__Your instructions__:
Recast the records below as a two-column CSV with the headers "text" and "answer", one row per record. Put each record's text and its answer in their own quoted fields, and replace line breaks with spaces.

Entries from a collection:
______
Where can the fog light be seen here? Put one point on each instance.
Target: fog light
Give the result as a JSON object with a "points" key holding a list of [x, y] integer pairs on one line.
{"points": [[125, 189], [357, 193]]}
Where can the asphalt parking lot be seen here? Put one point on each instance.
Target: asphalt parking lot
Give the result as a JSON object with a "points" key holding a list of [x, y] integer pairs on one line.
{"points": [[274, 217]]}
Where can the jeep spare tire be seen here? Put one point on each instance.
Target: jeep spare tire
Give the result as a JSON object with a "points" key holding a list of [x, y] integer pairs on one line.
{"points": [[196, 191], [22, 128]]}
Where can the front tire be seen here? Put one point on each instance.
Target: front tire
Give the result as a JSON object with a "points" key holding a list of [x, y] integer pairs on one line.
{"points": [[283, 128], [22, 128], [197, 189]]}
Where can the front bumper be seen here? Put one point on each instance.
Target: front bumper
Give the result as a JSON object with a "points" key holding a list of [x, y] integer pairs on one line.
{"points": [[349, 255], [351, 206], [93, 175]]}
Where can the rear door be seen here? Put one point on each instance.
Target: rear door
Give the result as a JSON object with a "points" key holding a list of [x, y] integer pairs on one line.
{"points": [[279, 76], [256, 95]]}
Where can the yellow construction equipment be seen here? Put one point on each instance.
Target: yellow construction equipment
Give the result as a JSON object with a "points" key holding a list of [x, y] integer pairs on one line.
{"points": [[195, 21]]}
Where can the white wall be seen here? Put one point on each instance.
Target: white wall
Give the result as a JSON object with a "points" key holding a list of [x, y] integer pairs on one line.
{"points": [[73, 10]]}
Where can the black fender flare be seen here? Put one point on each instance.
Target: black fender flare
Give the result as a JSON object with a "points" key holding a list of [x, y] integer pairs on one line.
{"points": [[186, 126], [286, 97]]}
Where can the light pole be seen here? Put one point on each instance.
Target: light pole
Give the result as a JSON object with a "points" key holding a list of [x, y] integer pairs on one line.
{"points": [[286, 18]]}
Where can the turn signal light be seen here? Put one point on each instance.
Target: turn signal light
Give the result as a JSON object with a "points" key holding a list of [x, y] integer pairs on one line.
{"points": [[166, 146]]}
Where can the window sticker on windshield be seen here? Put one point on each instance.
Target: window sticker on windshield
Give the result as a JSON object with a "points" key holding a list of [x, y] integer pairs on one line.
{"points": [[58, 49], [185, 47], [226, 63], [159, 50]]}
______
__The response__:
text,answer
"Where can the fog light be seen here? Put one point on each instance. Target: fog light Give the result as a JSON object with a ""points"" key holding a list of [x, y] integer pairs on one line.","{""points"": [[125, 189], [357, 193]]}"
"Where can the asphalt parking lot be seen here? Put one point on each instance. Target: asphalt parking lot Give the result as a JSON object with a ""points"" key holding a list of [x, y] integer pairs on one line.","{""points"": [[274, 217]]}"
"Where can the jeep spare tire be seen here? Put one point on each instance. Target: jeep spare tire Give the result as a JSON object with a ""points"" key holding a list of [x, y] integer pairs on one line.","{""points"": [[196, 191], [22, 128]]}"
"Where can the front tire be seen here? Put one point on each instance. Target: front tire Give the result as a JSON object with a ""points"" key holding a list of [x, y] integer pairs on one line.","{""points"": [[283, 128], [22, 128], [197, 189]]}"
"Where can the front bumper be seen here? Put one point on each instance. Target: front bumper Give the result as a JSON object with a ""points"" key holding a list of [x, y] integer pairs on one line.","{""points"": [[349, 255], [351, 206], [93, 175]]}"
"Where can the rear door be seen here? Put one point on each instance. Target: rear door Give the result as a JSON object with a ""points"" key holding a list of [x, y] integer pairs on one line.","{""points"": [[279, 76], [256, 95]]}"
"Where can the yellow construction equipment be seen here? Put one point on each instance. Target: yellow construction equipment Give the result as a JSON object with a ""points"" key holding a list of [x, y] integer pairs on one line.","{""points"": [[195, 21]]}"
"Where can the white wall be seen here? Put one point on each instance. Target: white wall Give the result as a JSON object with a ""points"" key holding a list of [x, y] integer pairs on one line.","{""points"": [[73, 10]]}"
"Where can the black fender flare be seen here? Put one point on each instance. Target: black fender flare Give the result as a JSON object with a ""points"" key holding a list of [x, y] integer pairs on one line.","{""points"": [[186, 126], [286, 97]]}"
"Where can the light pole be seen here? Put one point on each instance. Target: light pole Give the result as a JSON object with a ""points"" key holding a list of [x, y] integer pairs on one line.","{""points"": [[286, 18]]}"
"Where can the turn signal light be seen here? Put one point on each instance. Target: turn signal light Give the result as a JSON object with a ""points"" key holding a list of [x, y] integer pairs on one line.","{""points"": [[166, 146]]}"
"Where can the window sticker on windshield be seen here? Put one point on each instance. Target: window sticker on windshield Give the result as a JSON object with a ""points"" key holding a list of [x, y] integer pairs on one line.","{""points"": [[58, 49], [185, 47], [226, 63], [159, 50]]}"